The sample code above produces the following output:

Directory download queued.
Directory download in progress: 5632 bytes transferred
Directory download in progress: 1047552 bytes transferred
...
Directory download in progress: 53295130 bytes transferred
Directory download in progress: 62106855 bytes transferred
Download complete!

Pause/Resume/Cancel

{: #python-examples-aspera-pause}

The SDK provides the ability to manage the progress of file/directory transfers through the following methods of the AsperaTransferFuture object:

  • pause()
  • resume()
  • cancel()

There are no side-effects from calling either of the methods outlined above. Proper clean up and housekeeping is handled by the SDK. {: tip}

# Create Transfer manager
bucket_name = "<bucket-name>"
local_download_directory = "<absolute-path-to-directory>"
remote_directory = "<object prefix>"

with AsperaTransferManager(client) as transfer_manager:

    # download a directory with Aspera
    future = transfer_manager.download_directory(bucket_name, remote_directory, local_download_directory, None, None)

◆ **Recorded information**:

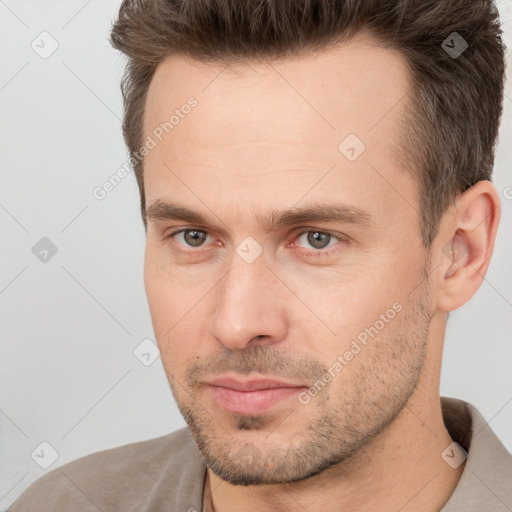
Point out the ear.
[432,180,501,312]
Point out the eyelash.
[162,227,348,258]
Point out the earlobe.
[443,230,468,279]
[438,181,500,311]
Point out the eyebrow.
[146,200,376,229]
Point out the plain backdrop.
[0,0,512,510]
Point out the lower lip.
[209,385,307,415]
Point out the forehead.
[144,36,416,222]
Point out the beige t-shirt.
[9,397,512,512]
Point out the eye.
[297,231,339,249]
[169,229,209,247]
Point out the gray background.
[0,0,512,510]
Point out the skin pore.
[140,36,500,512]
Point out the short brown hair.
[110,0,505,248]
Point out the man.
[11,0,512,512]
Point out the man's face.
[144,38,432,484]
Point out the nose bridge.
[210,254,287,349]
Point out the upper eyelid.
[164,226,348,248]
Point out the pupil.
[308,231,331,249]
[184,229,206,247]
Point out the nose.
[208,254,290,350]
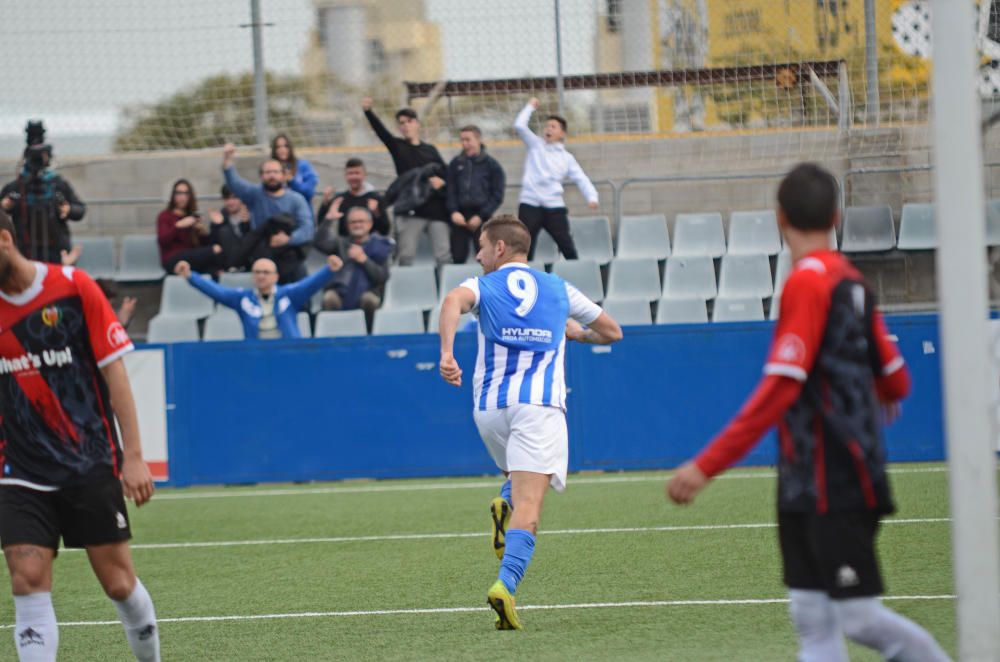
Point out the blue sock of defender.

◆ **Exercise tasks**:
**1)** Answer these from the excerpt on Aspera transfers:
(a) What message does the sample output show once the download finishes?
(b) Which object's methods let you manage the progress of transfers?
(c) According to the tip, what handles proper clean up and housekeeping?
**2)** Quote the excerpt on Aspera transfers, beginning at the words "There are no" and stopping after "local_download_directory, None, None)".
Answer from the text only, not from the lines.

◆ **Outputs by task**:
**1)**
(a) Download complete!
(b) The AsperaTransferFuture object.
(c) The SDK.

**2)**
There are no side-effects from calling either of the methods outlined above. Proper clean up and housekeeping is handled by the SDK. {: tip}

# Create Transfer manager
bucket_name = "<bucket-name>"
local_download_directory = "<absolute-path-to-directory>"
remote_directory = "<object prefix>"

with AsperaTransferManager(client) as transfer_manager:

    # download a directory with Aspera
    future = transfer_manager.download_directory(bucket_name, remote_directory, local_download_directory, None, None)